What the exercise asks: Copy each line of the following material exactly.

======

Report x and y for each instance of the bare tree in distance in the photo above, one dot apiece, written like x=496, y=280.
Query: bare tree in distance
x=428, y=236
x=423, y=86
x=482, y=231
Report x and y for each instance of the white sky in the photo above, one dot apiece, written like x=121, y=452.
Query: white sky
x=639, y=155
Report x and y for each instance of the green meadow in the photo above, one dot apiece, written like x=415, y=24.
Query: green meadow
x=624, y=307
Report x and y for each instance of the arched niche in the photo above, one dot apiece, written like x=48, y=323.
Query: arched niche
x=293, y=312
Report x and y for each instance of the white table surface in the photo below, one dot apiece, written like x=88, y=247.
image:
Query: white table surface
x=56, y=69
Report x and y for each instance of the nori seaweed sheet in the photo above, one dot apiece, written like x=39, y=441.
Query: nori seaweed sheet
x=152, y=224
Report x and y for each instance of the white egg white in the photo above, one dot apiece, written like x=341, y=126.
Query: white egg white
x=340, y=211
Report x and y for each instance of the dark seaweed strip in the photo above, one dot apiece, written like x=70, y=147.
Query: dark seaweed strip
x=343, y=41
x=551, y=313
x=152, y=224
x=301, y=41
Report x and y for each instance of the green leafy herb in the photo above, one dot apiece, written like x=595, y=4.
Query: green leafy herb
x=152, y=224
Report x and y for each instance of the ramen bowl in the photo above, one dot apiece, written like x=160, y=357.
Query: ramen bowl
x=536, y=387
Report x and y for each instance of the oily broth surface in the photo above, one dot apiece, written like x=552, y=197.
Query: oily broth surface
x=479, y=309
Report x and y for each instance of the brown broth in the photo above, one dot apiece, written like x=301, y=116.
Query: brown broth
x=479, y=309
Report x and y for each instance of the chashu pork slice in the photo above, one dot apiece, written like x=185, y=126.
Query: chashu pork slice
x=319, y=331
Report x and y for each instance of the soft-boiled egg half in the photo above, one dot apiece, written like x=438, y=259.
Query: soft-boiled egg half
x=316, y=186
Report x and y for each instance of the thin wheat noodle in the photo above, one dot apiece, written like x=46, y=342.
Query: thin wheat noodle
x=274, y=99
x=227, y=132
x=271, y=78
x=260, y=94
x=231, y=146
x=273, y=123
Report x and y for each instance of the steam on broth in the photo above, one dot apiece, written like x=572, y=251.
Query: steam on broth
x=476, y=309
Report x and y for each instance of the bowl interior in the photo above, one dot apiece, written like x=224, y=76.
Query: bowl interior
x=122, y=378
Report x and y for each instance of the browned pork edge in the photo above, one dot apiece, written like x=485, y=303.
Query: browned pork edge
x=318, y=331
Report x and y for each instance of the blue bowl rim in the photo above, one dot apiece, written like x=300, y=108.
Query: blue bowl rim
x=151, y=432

======

Task solution:
Report x and y for each instance of the bare tree in distance in the photo above, one dot apiece, written like x=496, y=280.
Query: bare tree in distance
x=428, y=236
x=423, y=86
x=482, y=231
Report x and y for each instance of the white sky in the photo above, one dot apiece, written like x=121, y=452.
Query: white sky
x=639, y=155
Report x and y for each instance of the green meadow in the photo above, one dot apiece, written like x=415, y=24.
Query: green meadow
x=624, y=307
Report x and y for each instance of the arched niche in the photo above, one dot apiece, written like x=48, y=323.
Query: arched niche
x=293, y=312
Report x and y for each instance of the white table surface in the photo below, one dot apiece, written like x=88, y=247.
image:
Query: white table surface
x=56, y=69
Report x and y for each instance of the nori seaweed sheet in the photo above, one dot apiece, written like x=39, y=441.
Query: nori seaweed sheet
x=152, y=224
Report x and y for each instance of the white egg white in the photo above, one dot apiece, written like x=341, y=126.
Query: white egg white
x=340, y=211
Report x and y for each instance of the dark seaweed strip in the photo above, one dot apiece, written like x=70, y=147.
Query: dark seaweed strip
x=343, y=41
x=551, y=313
x=152, y=224
x=301, y=41
Report x and y for each instance of the green leafy herb in the photo above, one dot apiece, written like x=595, y=4.
Query: green leafy herb
x=152, y=224
Report x and y for each instance of the ramen bowl in the photo above, one dot apiece, written like x=160, y=357.
Query: ramen bowl
x=536, y=387
Report x and y for each instance of the oily broth surface in the photo above, one dot apiece, written like x=552, y=197.
Query: oily broth surface
x=479, y=309
Report x and y for each instance of the brown broth in the photo above, one dot apiece, written like x=301, y=116.
Query: brown broth
x=479, y=309
Report x and y for each instance of the chashu pork slice in the photo above, one dot apiece, written like x=185, y=126.
Query: chashu pork slice
x=319, y=331
Report x and y for each instance of the soft-boiled egg half in the photo above, one dot apiece, written like x=438, y=259.
Query: soft-boiled egg half
x=316, y=186
Report x and y for each instance of the thin wheat noodle in the photo above, one dot apiece, written like x=46, y=342.
Query: thin wheat noodle
x=274, y=99
x=227, y=132
x=271, y=78
x=260, y=94
x=231, y=146
x=273, y=123
Report x and y for each instance of the steam on broth in the photo above, one dot apiece, written like x=572, y=251.
Query: steam on broth
x=476, y=309
Report x and y for each instance of the bowl interior in the photo above, one dot apiece, written like x=224, y=76.
Query: bowl interior
x=122, y=378
Report x and y for each instance of the browned pork edge in the photo above, one dot apiece, written like x=485, y=303.
Query: browned pork edge
x=318, y=331
Report x and y for each instance of the blue bowl rim in the photo above, one dot apiece, written like x=300, y=108.
Query: blue bowl rim
x=151, y=432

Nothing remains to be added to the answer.